◆ **Task item**
Using the listing below, return each line exactly as it reads.

◆ **Data shown**
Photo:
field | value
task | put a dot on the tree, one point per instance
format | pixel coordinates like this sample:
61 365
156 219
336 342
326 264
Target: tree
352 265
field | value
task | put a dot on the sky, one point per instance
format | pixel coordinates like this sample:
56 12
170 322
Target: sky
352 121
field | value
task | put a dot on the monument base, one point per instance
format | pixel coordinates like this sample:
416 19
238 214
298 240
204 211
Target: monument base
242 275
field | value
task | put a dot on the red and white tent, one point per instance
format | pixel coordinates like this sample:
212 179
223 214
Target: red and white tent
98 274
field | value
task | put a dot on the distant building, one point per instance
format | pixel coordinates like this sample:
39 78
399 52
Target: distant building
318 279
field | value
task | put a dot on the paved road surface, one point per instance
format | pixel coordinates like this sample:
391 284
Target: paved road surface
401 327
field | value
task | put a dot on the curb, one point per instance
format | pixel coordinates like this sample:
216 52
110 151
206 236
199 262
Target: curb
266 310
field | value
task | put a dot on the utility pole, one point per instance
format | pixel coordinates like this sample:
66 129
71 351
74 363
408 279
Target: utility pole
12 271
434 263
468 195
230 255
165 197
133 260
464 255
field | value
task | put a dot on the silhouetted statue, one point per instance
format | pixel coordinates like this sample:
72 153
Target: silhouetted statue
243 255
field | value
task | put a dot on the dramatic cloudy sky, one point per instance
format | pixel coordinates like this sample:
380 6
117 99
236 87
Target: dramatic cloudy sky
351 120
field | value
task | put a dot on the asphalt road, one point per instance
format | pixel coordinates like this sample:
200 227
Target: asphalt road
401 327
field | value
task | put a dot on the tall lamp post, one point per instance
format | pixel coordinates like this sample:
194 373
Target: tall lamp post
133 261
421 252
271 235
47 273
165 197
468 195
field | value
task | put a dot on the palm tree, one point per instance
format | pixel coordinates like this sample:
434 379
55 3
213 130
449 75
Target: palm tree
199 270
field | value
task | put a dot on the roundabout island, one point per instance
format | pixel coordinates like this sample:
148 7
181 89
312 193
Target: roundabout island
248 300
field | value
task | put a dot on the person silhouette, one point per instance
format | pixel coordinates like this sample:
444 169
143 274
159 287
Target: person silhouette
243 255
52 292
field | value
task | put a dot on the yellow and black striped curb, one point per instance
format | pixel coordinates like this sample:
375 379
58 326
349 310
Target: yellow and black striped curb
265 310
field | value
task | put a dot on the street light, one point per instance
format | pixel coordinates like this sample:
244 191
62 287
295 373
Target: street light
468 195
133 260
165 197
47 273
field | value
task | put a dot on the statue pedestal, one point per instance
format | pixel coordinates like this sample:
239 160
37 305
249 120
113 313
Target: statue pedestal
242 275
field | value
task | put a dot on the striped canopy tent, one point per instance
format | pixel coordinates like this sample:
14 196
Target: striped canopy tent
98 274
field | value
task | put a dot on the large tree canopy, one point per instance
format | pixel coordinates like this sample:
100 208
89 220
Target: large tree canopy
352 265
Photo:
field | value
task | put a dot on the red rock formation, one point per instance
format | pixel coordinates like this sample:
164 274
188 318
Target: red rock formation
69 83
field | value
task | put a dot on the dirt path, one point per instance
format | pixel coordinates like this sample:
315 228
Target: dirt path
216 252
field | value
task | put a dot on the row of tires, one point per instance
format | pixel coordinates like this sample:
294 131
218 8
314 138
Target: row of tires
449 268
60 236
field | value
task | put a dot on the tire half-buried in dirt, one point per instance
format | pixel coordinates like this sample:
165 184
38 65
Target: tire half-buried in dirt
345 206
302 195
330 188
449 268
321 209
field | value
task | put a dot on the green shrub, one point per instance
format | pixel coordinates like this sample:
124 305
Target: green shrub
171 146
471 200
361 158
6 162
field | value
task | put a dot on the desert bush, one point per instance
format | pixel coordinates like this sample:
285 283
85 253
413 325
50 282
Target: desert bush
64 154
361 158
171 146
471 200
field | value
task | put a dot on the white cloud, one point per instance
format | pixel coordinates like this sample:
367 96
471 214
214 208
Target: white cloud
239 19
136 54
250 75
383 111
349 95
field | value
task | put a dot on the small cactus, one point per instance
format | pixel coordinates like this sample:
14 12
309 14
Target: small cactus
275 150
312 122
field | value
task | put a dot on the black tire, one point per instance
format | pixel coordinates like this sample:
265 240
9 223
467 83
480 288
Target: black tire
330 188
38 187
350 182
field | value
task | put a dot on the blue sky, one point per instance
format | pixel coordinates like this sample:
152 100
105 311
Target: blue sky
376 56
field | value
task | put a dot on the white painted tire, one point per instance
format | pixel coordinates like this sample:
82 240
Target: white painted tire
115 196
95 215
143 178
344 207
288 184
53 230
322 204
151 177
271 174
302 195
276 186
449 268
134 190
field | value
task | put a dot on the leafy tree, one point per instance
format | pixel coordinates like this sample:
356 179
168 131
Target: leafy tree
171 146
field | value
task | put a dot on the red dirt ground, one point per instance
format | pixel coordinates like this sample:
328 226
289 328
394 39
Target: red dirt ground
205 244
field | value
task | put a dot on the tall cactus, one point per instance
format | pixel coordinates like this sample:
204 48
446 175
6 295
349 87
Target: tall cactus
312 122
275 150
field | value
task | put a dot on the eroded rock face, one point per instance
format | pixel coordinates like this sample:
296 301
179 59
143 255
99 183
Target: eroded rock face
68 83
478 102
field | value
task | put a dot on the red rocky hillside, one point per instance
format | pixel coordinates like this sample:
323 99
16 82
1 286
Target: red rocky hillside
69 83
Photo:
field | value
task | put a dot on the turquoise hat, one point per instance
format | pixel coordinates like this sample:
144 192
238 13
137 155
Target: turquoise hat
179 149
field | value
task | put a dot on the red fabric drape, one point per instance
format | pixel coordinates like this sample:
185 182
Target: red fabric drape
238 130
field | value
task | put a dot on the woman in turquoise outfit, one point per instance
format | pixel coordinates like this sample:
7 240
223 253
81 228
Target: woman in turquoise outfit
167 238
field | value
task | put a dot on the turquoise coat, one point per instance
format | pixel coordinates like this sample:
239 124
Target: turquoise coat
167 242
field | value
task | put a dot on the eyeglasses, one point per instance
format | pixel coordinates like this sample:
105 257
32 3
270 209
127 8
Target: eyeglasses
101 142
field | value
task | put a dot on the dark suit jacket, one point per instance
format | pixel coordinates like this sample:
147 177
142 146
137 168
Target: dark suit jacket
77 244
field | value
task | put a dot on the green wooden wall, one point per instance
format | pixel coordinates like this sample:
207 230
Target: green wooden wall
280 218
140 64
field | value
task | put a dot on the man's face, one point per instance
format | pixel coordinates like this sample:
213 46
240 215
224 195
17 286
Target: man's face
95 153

◆ **Answer box**
Photo:
field | value
task | put a dot on the tree, one point per instance
format | pixel coordinates like this sample:
61 365
156 219
336 342
326 264
Target: tree
352 265
field | value
task | put a dot on the sky, one point per instance
format | pixel coordinates like this sample:
56 12
170 322
Target: sky
352 121
field | value
task | put a dot on the monument base, one point per instance
format | pixel coordinates like this sample:
416 19
238 214
298 240
204 211
Target: monument base
242 275
field | value
task | put a dot on the red and white tent, one point per instance
format | pixel coordinates like this sample:
212 179
223 214
Target: red and white tent
98 274
field | value
task | put a dot on the distant building, one point per instance
format | pixel coordinates like this sample:
39 78
399 52
Target: distant building
318 279
field | value
task | put a dot on the paved road surface, one point per instance
format | pixel coordinates like this sample:
391 284
Target: paved road surface
401 327
field | value
task | put a dot on the curb, one point per instance
format | pixel coordinates like this sample:
216 52
110 151
206 236
199 262
Target: curb
266 310
field | value
task | put a dot on the utility pole, one point per instance
format | pixel coordinates like this sample:
66 129
71 351
74 363
408 279
Target: utility pole
12 271
434 263
468 195
230 255
165 197
133 260
464 255
field | value
task | put a dot on the silhouetted statue, one point per instance
format | pixel coordinates like this sample:
72 153
Target: silhouetted statue
243 255
field | value
task | put a dot on the dramatic cloudy sky, one point per instance
format | pixel coordinates like this sample:
380 6
117 99
236 87
Target: dramatic cloudy sky
351 120
field | value
task | put a dot on the asphalt road, one point per instance
format | pixel coordinates like this sample:
200 227
Target: asphalt road
401 327
field | value
task | put a dot on the tall lamp post, one point per instance
format | pixel coordinates like this sample:
194 373
Target: tall lamp post
133 261
421 252
271 235
47 273
165 197
468 195
field | value
task | put a dot on the palm tree, one point per instance
format | pixel coordinates like this sample:
434 379
55 3
213 130
449 75
Target: palm tree
199 270
field | value
task | put a dot on the roundabout island, one point per instance
format | pixel coordinates like this sample:
148 7
181 89
312 193
Target: roundabout island
248 300
field | value
task | put a dot on the person silhouette, one point per instance
format | pixel coordinates like this sample:
444 169
143 274
159 287
Target: person silhouette
243 255
52 292
field | value
task | put a dot on the yellow and black striped curb, one point per instance
format | pixel coordinates like this sample:
375 379
58 326
349 310
Target: yellow and black striped curb
265 310
field | value
task | put a dot on the street light, one point per instance
format | pixel coordinates like this sample:
244 191
62 287
295 373
Target: street light
468 195
133 260
165 197
47 273
field | value
task | put a dot on the statue pedestal, one point per instance
format | pixel coordinates like this sample:
239 160
37 305
249 120
113 313
Target: statue pedestal
242 275
field | value
task | put a dot on the striped canopy tent, one point per instance
format | pixel coordinates like this sample:
14 196
Target: striped canopy tent
98 274
field | value
task | put a dot on the large tree canopy, one point per instance
format | pixel coordinates like this sample:
100 208
89 220
Target: large tree canopy
352 265
Photo:
field | value
task | put a dot on the red rock formation, one point per instance
format | pixel coordinates like this sample:
164 274
188 318
Target: red rock formation
69 83
field | value
task | put a dot on the dirt path, one point per instance
format | pixel coordinates like this sample:
315 228
Target: dirt path
216 252
field | value
task | put a dot on the row of tires, one point per instance
format | pixel coordinates like this sample:
294 131
218 8
314 138
Target: row of tires
449 268
60 236
field | value
task | put a dot on the tire half-buried in dirt, one point per instance
format | pixel coordinates like this sample:
165 184
38 65
Target: tire half-buried in dirt
345 206
302 195
330 188
449 268
321 209
field | value
task | put a dot on the green shrub, one point per instance
format | pixel coordinates like this sample:
124 305
Target: green shrub
171 146
471 200
361 158
6 162
field | value
task | put a dot on the desert bush, one point per instance
format | pixel coordinates like this sample:
285 283
85 253
413 325
50 282
Target: desert bush
64 154
361 158
171 146
471 200
field | value
task | put a dot on the white cloud, one point per instance
format | pixel coordinates like this sample:
367 96
471 214
214 208
Target: white cloud
239 19
136 54
250 75
383 111
349 95
field | value
task | put a dot on the small cactus, one point per instance
format | pixel coordinates like this sample:
14 12
309 14
Target: small cactus
275 150
312 122
field | value
task | put a dot on the black tire, one point per instance
format | pixel coordinates like this sample:
265 240
9 223
467 83
480 288
Target: black tire
330 188
38 187
350 182
field | value
task | put a dot on the blue sky, one point per instance
format | pixel coordinates like this sample:
152 100
105 311
Target: blue sky
376 56
field | value
task | put a dot on the white painted tire, one point per instance
format | pixel coordinates like this sample:
82 240
Target: white painted tire
115 196
95 215
143 178
344 207
288 184
53 230
322 204
151 177
271 174
302 195
276 186
449 268
134 190
field | value
task | put a dot on the leafy tree, one point per instance
format | pixel coordinates like this sample:
356 179
168 131
Target: leafy tree
171 146
field | value
task | put a dot on the red dirt ground, one point per instance
format | pixel coordinates like this sample:
328 226
289 328
394 39
Target: red dirt ground
205 244
field | value
task | put a dot on the tall cactus, one point per instance
format | pixel coordinates like this sample:
204 48
446 175
6 295
349 87
Target: tall cactus
312 122
275 150
field | value
task | put a dot on the eroded rock face, one point per instance
format | pixel coordinates like this sample:
296 301
179 59
143 255
99 183
Target: eroded rock face
68 83
478 102
field | value
task | put a dot on the red rocky hillside, one point per instance
format | pixel coordinates like this sample:
323 99
16 82
1 286
Target: red rocky hillside
69 83
Photo:
field | value
task | put a dot on the turquoise hat, one point per instance
format | pixel coordinates like this sample:
144 192
238 13
137 155
Target: turquoise hat
179 149
field | value
task | put a dot on the red fabric drape, one point per instance
format | pixel coordinates like this sample:
185 182
Target: red fabric drape
238 130
field | value
task | put a dot on the woman in turquoise outfit, one point per instance
format | pixel coordinates like this sample:
7 240
223 253
81 228
Target: woman in turquoise outfit
167 238
field | value
task | put a dot on the turquoise coat, one point per instance
format | pixel coordinates like this sample:
239 124
Target: turquoise coat
167 242
field | value
task | put a dot on the eyeglasses, one point per instance
format | pixel coordinates like this sample:
105 257
32 3
270 209
127 8
Target: eyeglasses
101 142
field | value
task | put a dot on the dark suit jacket, one point per instance
format | pixel coordinates like this sample:
147 177
142 146
137 168
Target: dark suit jacket
77 244
field | value
task | put a dot on the green wooden wall, one point per instance
format | pixel coordinates like this sample:
207 230
Target: green wooden wall
280 218
140 64
field | value
task | put a dot on the man's face, one point per instance
format | pixel coordinates like this sample:
213 46
240 215
224 195
17 286
Target: man's face
95 153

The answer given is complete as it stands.